Bounding box annotation entries:
━━━━━━━━━━

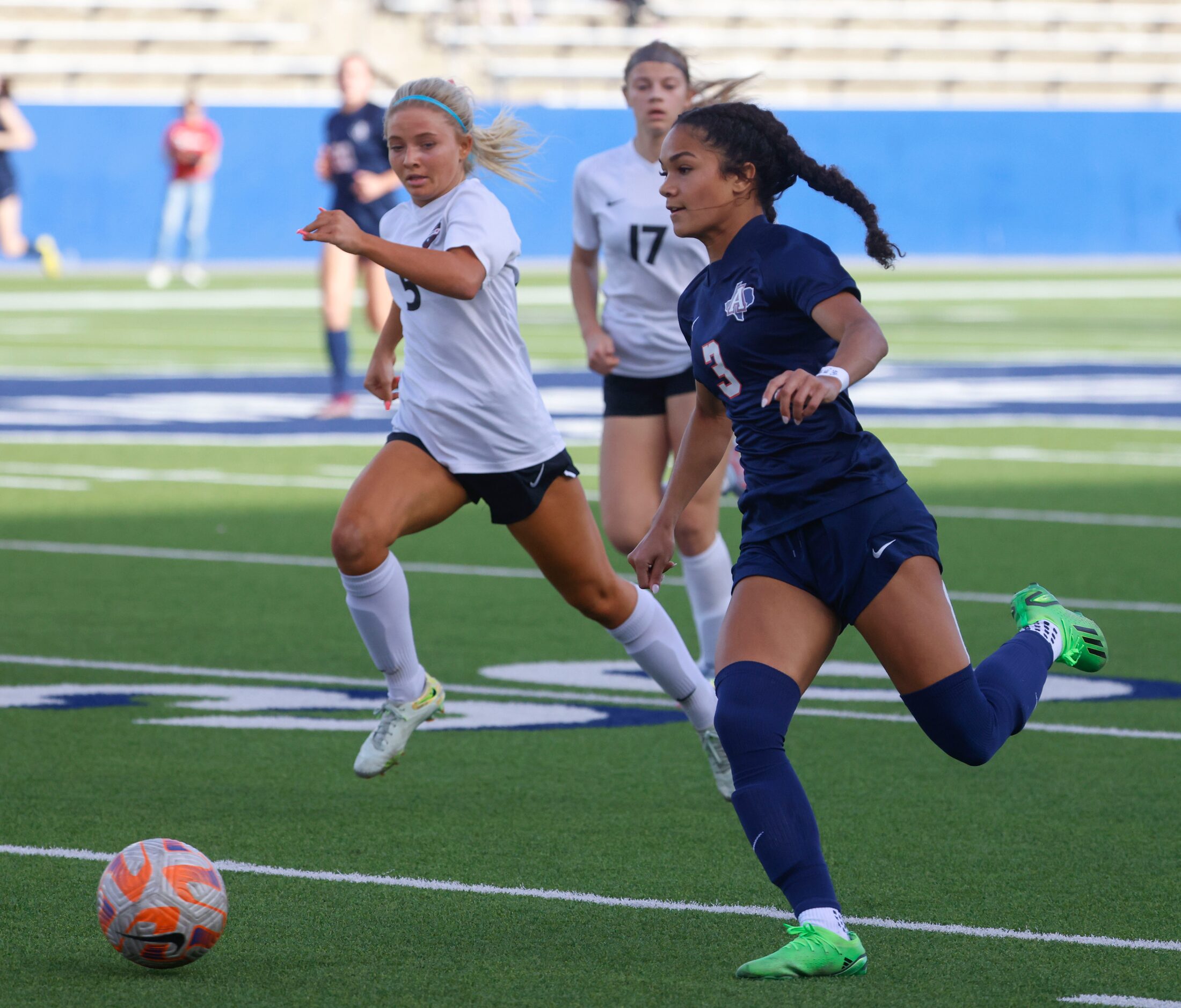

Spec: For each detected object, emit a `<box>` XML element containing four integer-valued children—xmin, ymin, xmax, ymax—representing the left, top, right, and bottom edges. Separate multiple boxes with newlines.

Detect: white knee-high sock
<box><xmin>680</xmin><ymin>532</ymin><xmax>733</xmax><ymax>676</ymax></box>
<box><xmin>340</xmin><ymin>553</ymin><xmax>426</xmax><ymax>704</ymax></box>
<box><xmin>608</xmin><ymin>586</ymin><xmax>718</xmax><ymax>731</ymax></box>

━━━━━━━━━━

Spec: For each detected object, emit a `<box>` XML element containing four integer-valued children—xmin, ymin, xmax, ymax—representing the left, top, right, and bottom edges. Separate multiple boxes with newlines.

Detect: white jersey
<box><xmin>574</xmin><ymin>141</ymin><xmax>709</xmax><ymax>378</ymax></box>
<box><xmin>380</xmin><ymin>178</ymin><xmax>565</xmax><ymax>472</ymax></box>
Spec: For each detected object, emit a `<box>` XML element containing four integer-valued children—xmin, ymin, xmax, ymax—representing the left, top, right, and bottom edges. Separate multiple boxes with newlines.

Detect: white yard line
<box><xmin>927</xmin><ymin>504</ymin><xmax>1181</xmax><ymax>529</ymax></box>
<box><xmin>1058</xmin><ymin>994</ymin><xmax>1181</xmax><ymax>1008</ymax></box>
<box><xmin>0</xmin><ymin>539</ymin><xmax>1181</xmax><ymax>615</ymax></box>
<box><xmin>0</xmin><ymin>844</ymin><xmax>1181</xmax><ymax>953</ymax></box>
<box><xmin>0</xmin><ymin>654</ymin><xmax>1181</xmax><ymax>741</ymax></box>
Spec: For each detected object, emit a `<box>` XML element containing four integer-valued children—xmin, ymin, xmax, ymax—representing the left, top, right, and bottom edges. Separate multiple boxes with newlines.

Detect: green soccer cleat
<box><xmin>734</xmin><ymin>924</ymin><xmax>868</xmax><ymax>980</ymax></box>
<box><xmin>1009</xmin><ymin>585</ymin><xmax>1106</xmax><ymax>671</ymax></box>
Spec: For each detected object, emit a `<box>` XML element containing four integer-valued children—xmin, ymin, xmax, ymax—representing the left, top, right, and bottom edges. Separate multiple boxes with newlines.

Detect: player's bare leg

━━━━━━━━━━

» **TASK STATEMENT**: Collect every line of the items above that contains the word "white", treating uppercase and lowercase as different.

» **RIGHT ANSWER**:
Detect: white knee-high sock
Detect: white jersey
Detect: white yard line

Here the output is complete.